Quoted text:
----------------
Re: An improvement on parallel DISTINCT

From: David Rowley <dgrowleyml(at)gmail(dot)com>
To: Richard Guo <guofenglinux(at)gmail(dot)com>
Cc: PostgreSQL-development <pgsql-hackers(at)postgresql(dot)org>
Subject: Re: An improvement on parallel DISTINCT
Date: 2024-02-02 03:26:18
Message-ID: CAApHDvqzba-Xy8YPdErVGfGhrV2YLCdrGoQafpuF7Sy8dOHVfQ@mail.gmail.com
Views: Raw Message | Whole Thread | Download mbox | Resend email
Thread:
Lists: pgsql-hackers

On Wed, 27 Dec 2023 at 00:23, Richard Guo <guofenglinux(at)gmail(dot)com> wrote:
> -- on master
> EXPLAIN (costs off)
> SELECT DISTINCT four FROM tenk1;
> QUERY PLAN
> ----------------------------------------------------
> Unique
> -> Sort
> Sort Key: four
> -> Gather
> Workers Planned: 2
> -> HashAggregate
> Group Key: four
> -> Parallel Seq Scan on tenk1
> (8 rows)
----------------
Data supplied:
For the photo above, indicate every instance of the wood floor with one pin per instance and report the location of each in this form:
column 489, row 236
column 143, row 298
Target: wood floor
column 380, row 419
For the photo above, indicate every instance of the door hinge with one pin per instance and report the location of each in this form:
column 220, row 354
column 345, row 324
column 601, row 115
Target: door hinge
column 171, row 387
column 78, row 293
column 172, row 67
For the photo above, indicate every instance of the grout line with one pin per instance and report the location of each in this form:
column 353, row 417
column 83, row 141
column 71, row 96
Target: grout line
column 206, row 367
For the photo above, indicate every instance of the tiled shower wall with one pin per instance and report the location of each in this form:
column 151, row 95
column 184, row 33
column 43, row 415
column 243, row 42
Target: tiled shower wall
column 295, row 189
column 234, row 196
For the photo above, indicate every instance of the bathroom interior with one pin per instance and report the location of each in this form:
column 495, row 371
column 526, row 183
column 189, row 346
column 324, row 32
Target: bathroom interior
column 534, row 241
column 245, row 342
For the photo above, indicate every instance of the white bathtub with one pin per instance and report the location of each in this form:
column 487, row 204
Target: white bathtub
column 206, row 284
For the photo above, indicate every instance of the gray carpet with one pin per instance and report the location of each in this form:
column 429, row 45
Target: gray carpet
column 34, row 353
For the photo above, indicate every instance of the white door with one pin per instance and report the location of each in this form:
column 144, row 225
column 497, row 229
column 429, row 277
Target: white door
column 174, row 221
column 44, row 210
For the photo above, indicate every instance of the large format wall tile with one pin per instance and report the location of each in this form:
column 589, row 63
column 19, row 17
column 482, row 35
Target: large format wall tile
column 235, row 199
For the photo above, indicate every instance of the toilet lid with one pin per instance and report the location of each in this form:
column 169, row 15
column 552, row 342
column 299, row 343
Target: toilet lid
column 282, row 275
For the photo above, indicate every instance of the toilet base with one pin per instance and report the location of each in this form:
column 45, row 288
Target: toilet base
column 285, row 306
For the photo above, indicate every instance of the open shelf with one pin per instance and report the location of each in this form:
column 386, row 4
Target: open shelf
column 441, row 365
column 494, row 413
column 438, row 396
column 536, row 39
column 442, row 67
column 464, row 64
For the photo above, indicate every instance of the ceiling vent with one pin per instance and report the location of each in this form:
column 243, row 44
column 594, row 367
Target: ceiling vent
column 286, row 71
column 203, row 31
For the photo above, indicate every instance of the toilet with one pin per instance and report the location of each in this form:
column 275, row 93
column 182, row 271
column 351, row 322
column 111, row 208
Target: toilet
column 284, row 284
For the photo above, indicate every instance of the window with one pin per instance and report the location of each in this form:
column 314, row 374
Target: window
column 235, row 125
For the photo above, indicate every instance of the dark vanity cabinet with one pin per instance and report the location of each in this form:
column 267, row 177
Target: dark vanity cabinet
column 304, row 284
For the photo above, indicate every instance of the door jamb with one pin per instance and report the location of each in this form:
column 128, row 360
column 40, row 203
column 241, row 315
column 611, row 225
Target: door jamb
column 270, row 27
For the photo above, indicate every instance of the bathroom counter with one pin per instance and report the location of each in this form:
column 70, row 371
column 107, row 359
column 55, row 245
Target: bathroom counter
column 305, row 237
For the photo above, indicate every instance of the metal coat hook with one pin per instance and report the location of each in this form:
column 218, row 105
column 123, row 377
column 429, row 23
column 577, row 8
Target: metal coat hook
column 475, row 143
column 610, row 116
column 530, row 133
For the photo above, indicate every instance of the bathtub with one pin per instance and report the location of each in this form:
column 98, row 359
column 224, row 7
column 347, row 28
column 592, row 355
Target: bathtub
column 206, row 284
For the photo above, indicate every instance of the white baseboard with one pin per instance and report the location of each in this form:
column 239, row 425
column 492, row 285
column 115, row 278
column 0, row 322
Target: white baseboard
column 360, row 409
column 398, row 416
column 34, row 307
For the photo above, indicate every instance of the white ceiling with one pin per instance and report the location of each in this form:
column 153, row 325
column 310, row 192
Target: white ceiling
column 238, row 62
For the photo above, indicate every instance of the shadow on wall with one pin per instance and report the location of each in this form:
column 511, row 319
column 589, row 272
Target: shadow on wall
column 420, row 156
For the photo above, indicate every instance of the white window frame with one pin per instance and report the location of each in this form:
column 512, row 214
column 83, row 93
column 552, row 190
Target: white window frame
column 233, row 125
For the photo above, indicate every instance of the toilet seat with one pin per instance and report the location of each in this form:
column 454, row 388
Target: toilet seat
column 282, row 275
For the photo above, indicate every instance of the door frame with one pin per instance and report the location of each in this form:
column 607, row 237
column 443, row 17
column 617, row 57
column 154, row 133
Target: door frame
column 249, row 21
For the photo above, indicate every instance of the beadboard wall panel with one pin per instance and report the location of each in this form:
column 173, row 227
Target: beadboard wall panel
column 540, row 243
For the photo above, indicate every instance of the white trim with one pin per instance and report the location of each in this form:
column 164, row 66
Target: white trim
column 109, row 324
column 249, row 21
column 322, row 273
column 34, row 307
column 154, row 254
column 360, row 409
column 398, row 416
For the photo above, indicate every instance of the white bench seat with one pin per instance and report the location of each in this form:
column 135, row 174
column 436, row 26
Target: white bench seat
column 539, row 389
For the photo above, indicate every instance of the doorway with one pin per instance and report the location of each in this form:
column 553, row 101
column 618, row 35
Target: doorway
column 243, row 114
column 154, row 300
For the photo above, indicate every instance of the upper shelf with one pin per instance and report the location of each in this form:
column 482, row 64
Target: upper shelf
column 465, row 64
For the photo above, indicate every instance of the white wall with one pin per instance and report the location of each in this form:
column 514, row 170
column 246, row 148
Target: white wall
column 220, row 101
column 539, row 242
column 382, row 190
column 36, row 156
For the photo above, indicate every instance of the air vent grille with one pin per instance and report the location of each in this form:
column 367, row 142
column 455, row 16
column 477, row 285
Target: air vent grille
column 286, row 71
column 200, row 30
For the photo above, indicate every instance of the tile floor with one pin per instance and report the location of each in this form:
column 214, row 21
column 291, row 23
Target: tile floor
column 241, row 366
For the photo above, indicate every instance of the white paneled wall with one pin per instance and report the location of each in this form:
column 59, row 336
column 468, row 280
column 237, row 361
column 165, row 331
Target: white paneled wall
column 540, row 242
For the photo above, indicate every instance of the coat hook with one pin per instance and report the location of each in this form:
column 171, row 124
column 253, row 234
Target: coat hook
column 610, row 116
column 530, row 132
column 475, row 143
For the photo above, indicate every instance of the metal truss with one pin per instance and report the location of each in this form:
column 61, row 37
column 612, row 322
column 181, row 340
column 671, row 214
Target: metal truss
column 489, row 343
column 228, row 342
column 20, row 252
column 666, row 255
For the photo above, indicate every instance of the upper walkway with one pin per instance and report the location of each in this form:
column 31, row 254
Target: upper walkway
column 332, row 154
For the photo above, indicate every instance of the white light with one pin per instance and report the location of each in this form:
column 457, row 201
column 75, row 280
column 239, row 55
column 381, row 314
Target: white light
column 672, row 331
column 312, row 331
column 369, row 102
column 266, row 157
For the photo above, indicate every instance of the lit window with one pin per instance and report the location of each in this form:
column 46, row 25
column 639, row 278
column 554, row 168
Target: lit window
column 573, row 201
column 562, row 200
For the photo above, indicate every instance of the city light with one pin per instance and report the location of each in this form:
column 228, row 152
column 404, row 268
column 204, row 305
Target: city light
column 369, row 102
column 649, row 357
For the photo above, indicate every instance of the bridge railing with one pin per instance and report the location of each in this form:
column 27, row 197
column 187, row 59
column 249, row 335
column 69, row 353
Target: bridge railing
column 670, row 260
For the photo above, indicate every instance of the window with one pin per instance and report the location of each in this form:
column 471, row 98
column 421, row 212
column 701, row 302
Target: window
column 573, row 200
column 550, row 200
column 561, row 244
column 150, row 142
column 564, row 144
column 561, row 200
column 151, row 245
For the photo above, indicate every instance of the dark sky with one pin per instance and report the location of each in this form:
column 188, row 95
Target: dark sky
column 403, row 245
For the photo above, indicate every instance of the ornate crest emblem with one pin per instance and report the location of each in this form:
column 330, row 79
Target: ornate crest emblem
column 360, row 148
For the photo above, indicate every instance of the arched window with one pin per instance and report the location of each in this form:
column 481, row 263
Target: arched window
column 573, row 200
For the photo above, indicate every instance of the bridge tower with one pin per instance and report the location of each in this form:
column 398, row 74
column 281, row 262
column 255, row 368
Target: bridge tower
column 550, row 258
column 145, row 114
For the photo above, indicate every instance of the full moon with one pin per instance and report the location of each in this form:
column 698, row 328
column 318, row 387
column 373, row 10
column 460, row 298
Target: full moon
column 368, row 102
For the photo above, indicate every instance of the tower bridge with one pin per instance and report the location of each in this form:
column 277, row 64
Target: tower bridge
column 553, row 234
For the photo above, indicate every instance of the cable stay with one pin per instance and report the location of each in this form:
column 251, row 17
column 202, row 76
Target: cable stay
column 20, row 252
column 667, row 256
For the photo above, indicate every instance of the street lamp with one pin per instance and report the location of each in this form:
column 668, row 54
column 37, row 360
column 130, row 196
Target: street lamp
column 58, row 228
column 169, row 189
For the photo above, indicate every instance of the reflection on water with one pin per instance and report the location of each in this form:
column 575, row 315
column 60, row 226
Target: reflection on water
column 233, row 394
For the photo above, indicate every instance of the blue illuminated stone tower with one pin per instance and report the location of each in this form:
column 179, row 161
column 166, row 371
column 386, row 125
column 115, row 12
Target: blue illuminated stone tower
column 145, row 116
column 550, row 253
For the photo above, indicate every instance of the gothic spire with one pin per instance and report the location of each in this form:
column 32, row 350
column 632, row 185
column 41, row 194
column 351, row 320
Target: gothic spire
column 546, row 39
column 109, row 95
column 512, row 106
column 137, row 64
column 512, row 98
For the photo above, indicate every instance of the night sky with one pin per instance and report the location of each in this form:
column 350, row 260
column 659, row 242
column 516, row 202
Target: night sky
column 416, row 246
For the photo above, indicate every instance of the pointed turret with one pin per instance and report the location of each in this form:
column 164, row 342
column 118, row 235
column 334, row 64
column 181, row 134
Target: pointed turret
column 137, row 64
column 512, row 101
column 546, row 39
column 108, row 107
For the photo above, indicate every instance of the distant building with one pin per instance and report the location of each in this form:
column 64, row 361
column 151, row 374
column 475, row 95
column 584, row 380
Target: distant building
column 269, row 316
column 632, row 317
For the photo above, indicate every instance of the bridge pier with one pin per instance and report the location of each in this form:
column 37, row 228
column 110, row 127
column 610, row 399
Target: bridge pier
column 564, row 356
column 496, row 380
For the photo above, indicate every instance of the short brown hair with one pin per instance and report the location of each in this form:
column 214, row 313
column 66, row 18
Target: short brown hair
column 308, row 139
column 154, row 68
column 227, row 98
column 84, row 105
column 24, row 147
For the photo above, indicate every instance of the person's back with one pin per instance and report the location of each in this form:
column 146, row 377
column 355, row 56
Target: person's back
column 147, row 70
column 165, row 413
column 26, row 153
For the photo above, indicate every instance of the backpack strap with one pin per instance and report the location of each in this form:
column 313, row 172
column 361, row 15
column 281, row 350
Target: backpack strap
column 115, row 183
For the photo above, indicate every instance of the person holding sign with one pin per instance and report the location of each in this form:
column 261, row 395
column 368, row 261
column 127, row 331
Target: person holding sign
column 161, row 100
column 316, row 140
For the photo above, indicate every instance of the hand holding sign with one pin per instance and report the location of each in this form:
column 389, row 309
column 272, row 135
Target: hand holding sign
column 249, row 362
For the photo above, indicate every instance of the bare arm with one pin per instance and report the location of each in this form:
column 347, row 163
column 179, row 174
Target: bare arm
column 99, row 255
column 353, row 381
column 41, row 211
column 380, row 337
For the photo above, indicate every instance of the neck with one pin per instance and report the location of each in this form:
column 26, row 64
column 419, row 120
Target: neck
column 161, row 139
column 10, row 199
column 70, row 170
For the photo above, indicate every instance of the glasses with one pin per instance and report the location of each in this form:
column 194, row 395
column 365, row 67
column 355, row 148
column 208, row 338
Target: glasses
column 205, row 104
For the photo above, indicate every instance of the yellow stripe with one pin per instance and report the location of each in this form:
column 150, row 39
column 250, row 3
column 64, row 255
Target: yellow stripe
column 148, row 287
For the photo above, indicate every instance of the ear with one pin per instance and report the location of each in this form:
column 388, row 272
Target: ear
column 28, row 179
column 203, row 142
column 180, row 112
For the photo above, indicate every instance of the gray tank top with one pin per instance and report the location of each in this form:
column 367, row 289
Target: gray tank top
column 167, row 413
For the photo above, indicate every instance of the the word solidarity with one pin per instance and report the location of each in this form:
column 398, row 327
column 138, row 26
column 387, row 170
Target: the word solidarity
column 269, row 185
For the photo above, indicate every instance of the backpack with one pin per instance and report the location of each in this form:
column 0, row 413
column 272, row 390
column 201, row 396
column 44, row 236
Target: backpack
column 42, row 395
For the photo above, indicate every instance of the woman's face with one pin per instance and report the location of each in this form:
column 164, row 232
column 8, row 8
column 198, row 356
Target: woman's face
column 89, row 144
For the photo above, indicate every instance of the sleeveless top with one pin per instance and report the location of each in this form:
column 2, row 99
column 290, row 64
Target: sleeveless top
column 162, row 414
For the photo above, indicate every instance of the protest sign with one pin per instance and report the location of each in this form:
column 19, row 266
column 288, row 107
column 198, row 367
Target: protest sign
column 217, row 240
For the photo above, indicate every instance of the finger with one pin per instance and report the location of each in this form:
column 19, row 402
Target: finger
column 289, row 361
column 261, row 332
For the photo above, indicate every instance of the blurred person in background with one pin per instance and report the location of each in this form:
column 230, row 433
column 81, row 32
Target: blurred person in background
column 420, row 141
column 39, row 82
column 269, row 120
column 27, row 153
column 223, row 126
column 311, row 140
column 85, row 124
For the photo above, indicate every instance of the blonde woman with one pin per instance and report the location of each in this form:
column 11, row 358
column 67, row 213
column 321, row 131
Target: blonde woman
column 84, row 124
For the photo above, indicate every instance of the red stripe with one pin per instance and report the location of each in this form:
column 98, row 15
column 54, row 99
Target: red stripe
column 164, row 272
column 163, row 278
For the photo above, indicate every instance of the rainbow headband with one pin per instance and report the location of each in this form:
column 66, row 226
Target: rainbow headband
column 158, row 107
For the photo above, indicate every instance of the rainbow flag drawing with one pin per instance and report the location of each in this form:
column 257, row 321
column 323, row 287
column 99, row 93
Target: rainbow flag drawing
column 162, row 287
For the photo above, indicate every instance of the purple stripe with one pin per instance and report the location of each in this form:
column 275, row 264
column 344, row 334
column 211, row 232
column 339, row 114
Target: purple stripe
----------------
Your tasks:
1. In the mailing-list post, take the part that opens with the words containing "From: David Rowley" and closes with "EXPLAIN (costs off)", and give it again with "master" renamed to "HEAD".
2. Rewrite the header paragraph of the mailing-list post, beginning "From: David Rowley", as a brief list that keeps its main facts.
The material is separate from the mailing-list post.

Solved tasks:
1.
From: David Rowley <dgrowleyml(at)gmail(dot)com>
To: Richard Guo <guofenglinux(at)gmail(dot)com>
Cc: PostgreSQL-development <pgsql-hackers(at)postgresql(dot)org>
Subject: Re: An improvement on parallel DISTINCT
Date: 2024-02-02 03:26:18
Message-ID: CAApHDvqzba-Xy8YPdErVGfGhrV2YLCdrGoQafpuF7Sy8dOHVfQ@mail.gmail.com
Views: Raw Message | Whole Thread | Download mbox | Resend email
Thread:
Lists: pgsql-hackers

On Wed, 27 Dec 2023 at 00:23, Richard Guo <guofenglinux(at)gmail(dot)com> wrote:
> -- on HEAD
> EXPLAIN (costs off)

2.
- From: David Rowley
- To: Richard Guo
- Cc: PostgreSQL-development
- Subject: Re: An improvement on parallel DISTINCT
- Date: 2024-02-02 03:26:18
- List: pgsql-hackers